__Work order__:
From the first line through the last, transcribe the listing word for word.

__Study material__:
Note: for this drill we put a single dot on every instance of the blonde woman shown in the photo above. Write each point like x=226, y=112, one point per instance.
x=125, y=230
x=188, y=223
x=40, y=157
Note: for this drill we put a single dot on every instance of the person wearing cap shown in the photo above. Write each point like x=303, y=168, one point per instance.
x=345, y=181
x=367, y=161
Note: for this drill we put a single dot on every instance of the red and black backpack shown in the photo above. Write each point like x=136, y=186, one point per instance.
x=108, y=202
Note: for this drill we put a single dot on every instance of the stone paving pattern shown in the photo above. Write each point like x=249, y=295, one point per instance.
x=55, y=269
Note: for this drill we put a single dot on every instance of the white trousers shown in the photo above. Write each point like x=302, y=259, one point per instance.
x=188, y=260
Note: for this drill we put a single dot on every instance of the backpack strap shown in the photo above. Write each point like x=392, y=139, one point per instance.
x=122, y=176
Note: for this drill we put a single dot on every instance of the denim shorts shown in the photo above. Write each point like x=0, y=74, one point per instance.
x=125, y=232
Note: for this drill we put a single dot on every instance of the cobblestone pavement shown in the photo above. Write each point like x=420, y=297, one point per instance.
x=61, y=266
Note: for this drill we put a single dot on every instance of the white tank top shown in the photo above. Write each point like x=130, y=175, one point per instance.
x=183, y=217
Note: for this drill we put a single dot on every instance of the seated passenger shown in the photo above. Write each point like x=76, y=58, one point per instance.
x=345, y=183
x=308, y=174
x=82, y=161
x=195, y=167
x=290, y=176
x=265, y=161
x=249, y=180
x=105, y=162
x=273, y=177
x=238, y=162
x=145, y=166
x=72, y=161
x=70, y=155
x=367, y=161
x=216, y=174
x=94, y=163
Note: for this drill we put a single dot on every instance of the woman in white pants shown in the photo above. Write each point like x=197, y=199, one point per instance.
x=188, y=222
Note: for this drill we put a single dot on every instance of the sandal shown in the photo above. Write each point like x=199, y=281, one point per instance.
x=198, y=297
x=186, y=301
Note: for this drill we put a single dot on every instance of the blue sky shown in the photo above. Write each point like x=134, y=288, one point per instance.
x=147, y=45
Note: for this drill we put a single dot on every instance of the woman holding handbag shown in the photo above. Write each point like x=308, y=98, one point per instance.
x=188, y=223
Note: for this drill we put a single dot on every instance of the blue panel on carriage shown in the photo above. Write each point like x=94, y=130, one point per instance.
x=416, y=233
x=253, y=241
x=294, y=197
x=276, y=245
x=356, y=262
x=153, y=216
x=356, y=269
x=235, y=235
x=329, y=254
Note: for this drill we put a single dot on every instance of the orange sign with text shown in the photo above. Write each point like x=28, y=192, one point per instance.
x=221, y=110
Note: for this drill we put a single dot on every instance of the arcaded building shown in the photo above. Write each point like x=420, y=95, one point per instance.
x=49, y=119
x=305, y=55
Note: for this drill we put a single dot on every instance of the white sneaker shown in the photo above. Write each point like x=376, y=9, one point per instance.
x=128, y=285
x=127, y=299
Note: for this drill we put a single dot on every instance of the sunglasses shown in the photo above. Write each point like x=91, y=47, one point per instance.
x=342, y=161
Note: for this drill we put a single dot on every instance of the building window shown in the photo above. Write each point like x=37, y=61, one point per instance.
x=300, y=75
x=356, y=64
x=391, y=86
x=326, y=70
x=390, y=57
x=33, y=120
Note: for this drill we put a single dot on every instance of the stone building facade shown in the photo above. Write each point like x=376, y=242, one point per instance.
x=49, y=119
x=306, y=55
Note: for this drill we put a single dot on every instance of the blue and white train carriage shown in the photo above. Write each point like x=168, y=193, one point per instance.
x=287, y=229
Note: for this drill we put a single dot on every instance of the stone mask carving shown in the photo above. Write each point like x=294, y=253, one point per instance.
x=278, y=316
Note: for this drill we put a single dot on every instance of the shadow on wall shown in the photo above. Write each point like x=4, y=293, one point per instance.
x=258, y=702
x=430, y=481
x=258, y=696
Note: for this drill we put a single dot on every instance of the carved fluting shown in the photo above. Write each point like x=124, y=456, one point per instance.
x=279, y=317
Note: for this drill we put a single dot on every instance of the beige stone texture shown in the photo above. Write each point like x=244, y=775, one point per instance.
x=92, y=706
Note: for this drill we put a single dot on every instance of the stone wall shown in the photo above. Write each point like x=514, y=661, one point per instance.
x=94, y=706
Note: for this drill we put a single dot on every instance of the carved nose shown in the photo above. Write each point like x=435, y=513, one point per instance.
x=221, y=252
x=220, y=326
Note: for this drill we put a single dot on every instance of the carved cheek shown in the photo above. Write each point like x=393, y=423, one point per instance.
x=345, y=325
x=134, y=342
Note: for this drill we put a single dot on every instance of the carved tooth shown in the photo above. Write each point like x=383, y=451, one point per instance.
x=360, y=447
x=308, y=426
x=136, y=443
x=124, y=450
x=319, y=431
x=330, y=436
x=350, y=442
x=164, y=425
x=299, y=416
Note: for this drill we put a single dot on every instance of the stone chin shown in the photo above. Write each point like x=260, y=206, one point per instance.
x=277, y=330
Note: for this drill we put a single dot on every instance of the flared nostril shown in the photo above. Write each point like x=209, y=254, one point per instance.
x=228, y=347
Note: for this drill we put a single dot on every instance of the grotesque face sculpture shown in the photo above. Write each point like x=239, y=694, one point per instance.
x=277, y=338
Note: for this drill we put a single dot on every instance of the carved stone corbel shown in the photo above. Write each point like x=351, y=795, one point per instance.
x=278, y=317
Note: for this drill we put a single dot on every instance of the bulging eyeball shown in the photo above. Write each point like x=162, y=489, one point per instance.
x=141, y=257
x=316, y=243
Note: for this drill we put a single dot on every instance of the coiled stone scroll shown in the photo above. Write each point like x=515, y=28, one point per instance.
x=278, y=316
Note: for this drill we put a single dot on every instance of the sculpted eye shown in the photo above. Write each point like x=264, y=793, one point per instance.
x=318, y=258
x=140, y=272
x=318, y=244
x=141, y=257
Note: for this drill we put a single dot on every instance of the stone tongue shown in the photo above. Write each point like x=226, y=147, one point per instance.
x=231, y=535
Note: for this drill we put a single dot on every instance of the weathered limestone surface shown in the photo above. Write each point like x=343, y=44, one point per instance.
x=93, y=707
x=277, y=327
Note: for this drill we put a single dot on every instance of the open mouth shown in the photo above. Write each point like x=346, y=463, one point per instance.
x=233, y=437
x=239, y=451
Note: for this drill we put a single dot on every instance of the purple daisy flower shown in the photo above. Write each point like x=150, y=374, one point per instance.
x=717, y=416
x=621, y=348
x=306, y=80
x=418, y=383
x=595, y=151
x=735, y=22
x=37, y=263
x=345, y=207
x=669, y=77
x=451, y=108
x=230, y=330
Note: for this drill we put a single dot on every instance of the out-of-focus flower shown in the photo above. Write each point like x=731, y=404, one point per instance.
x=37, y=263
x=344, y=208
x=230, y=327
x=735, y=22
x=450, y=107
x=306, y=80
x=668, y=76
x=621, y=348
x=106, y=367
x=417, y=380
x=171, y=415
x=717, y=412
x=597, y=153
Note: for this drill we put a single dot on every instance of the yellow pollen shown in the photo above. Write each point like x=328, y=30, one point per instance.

__Answer__:
Note: for this drill we put a single dot on every instance of the blonde woman shown in the photo above. Write each point like x=226, y=112, one point per instance.
x=125, y=230
x=188, y=223
x=40, y=157
Note: for this drill we put a single dot on every instance of the person wearing cap shown in the photo above. Write each point like x=303, y=168, one point per instance.
x=345, y=181
x=367, y=161
Note: for this drill we put a single dot on every instance of the red and black backpack shown in the photo above. Write each point like x=136, y=186, one point per instance.
x=108, y=202
Note: for this drill we put a single dot on every instance of the stone paving pattern shown in the photo above. Write each point like x=249, y=295, one point per instance.
x=55, y=269
Note: for this drill we put a single dot on every instance of the white trousers shown in the photo above. Write each point like x=302, y=259, one point per instance.
x=188, y=260
Note: for this drill we put a single dot on every instance of the backpack strap shown in the photo above. Write each point like x=392, y=139, one point per instance.
x=122, y=176
Note: for this drill we put a single dot on every instance of the denim shorts shown in the photo above. Write each point like x=0, y=74, one point per instance.
x=125, y=232
Note: for this drill we put a single dot on every instance of the cobblestone pavement shown in the photo above. Write each point like x=420, y=297, one point per instance.
x=61, y=266
Note: for this drill we put a single dot on every instance of the white tank top shown in the photo above. Write each point like x=130, y=175, one point per instance.
x=183, y=217
Note: for this drill we put a single dot on every instance of the seated passenger shown in the photo above. Write each point like x=76, y=58, one point per instance.
x=345, y=183
x=308, y=174
x=82, y=161
x=195, y=167
x=290, y=176
x=265, y=161
x=249, y=180
x=105, y=162
x=273, y=177
x=238, y=162
x=145, y=166
x=72, y=161
x=70, y=155
x=367, y=161
x=216, y=174
x=94, y=163
Note: for this drill we put a single dot on every instance of the woman in white pants shown in the photo above. Write each point like x=197, y=199, one point per instance.
x=188, y=222
Note: for this drill we put a single dot on every instance of the sandal shown in the photo above. Write each point like x=199, y=281, one point per instance.
x=198, y=297
x=186, y=301
Note: for this drill we put a single dot on every instance of the blue sky shown in the photo above. Write each point like x=134, y=288, one point per instance.
x=147, y=45
Note: for this drill we put a single dot on every instance of the woman holding handbag shown in the photo above. Write each point like x=308, y=98, one point per instance.
x=188, y=223
Note: for this drill we put a single dot on every instance of the blue panel on carriage shown in the photo above. Write each point like x=94, y=130, one point per instance.
x=416, y=233
x=253, y=241
x=294, y=197
x=276, y=245
x=356, y=262
x=153, y=216
x=356, y=269
x=235, y=235
x=329, y=254
Note: for this drill we put a single dot on every instance of the orange sign with text shown in the photo above. Write each point like x=28, y=192, one point per instance.
x=221, y=110
Note: for this drill we put a single dot on every instance of the arcaded building shown in the photo above. Write each point like x=420, y=95, one point per instance.
x=49, y=119
x=305, y=55
Note: for this drill we put a single dot on every instance of the white sneaker shown in the photo above. Write each point like x=376, y=9, one point per instance.
x=128, y=285
x=127, y=299
Note: for this drill we put a single dot on every instance of the sunglasses shown in the photo above. Write each point like x=91, y=47, one point per instance.
x=342, y=161
Note: for this drill we put a single dot on every instance of the building window shown in the photo above. Write each point like x=37, y=61, one point per instance.
x=300, y=75
x=356, y=64
x=391, y=86
x=326, y=70
x=390, y=57
x=33, y=120
Note: for this drill we put a single dot on every instance of the stone building facade shown in the photo above. Write each point like x=376, y=242, one point per instance.
x=49, y=119
x=306, y=55
Note: for this drill we put a single dot on every instance of the blue and white train carriage shown in the photo above. Write each point like x=168, y=193, one point per instance.
x=287, y=229
Note: for this drill we put a single dot on every instance of the stone mask carving shown in the photo above. Write each point like x=294, y=253, one point per instance.
x=278, y=316
Note: for this drill we put a single dot on every instance of the shadow on wall shown in the photo above. Write each point like x=4, y=293, one point per instance.
x=258, y=702
x=430, y=481
x=258, y=696
Note: for this drill we put a single dot on every instance of the carved fluting shown in the photo above. Write each point like x=124, y=456, one point per instance.
x=279, y=317
Note: for this drill we put a single dot on every instance of the beige stone texture shown in the photo above. Write each point like x=244, y=775, one point per instance.
x=92, y=706
Note: for this drill we put a single dot on every instance of the stone wall shown in the photo above. Write each point like x=514, y=661, one point per instance.
x=94, y=706
Note: for this drill we put a single dot on every instance of the carved nose shown in the photo above. Write each point like x=435, y=513, one point per instance.
x=221, y=252
x=220, y=326
Note: for this drill we put a single dot on every instance of the carved cheek shown in the photo above. Write each point like x=393, y=423, one point per instance.
x=345, y=325
x=134, y=342
Note: for this drill we put a single dot on every instance of the carved tooth shown in the photo above. Write each point like x=383, y=451, one point per instance.
x=360, y=447
x=308, y=426
x=136, y=443
x=124, y=450
x=319, y=431
x=330, y=436
x=350, y=442
x=164, y=425
x=299, y=416
Note: for this drill we put a single dot on every instance of the stone chin shown in the photo above. Write each point like x=260, y=206, one point per instance.
x=277, y=330
Note: for this drill we put a single dot on every instance of the flared nostril shown in the photo above. Write each point like x=209, y=254, one point per instance.
x=228, y=347
Note: for this drill we put a single dot on every instance of the grotesque face sculpture shown in the photo above. Write each point like x=239, y=694, one point per instance.
x=277, y=338
Note: for this drill we put a single dot on every instance of the carved stone corbel shown in the photo above. Write each point like x=351, y=795, one point per instance.
x=278, y=317
Note: for this drill we put a single dot on every instance of the bulging eyeball shown in the photo above. Write each point like x=162, y=489, one point per instance.
x=141, y=257
x=316, y=243
Note: for this drill we put a single dot on every instance of the coiled stone scroll shown in the photo above. Write each point like x=515, y=28, one point per instance.
x=278, y=316
Note: for this drill we put a single dot on every instance of the sculpted eye shown in the photo above. Write each point like x=264, y=793, one point per instance.
x=318, y=258
x=140, y=272
x=318, y=244
x=141, y=257
Note: for this drill we put a single dot on every instance of the stone tongue shown in the photo above. Write each point like x=226, y=147, one point per instance.
x=231, y=535
Note: for this drill we put a single dot on every instance of the weathered limestone surface shown in the photo above. Write each point like x=343, y=44, one point per instance.
x=93, y=707
x=277, y=327
Note: for this drill we put a single dot on every instance of the open mouth shown in the photo above. Write each point like x=346, y=463, one point per instance.
x=233, y=437
x=239, y=451
Note: for this drill we put a single dot on every instance of the purple daisy flower shown in the photo above. Write each point like x=150, y=374, one point per instance.
x=717, y=416
x=621, y=348
x=306, y=80
x=418, y=383
x=595, y=151
x=735, y=22
x=37, y=263
x=345, y=207
x=669, y=77
x=451, y=108
x=230, y=330
Note: for this drill we put a single dot on every instance of the out-of-focus flower shown in the photo above. Write each point like x=731, y=404, one point per instance.
x=37, y=263
x=344, y=208
x=230, y=327
x=735, y=22
x=450, y=107
x=306, y=80
x=668, y=76
x=621, y=348
x=106, y=367
x=417, y=380
x=171, y=415
x=717, y=412
x=597, y=153
Note: for this drill we put a single dot on every instance of the yellow pollen shown in the photo above. Write each point like x=328, y=30, one point per instance.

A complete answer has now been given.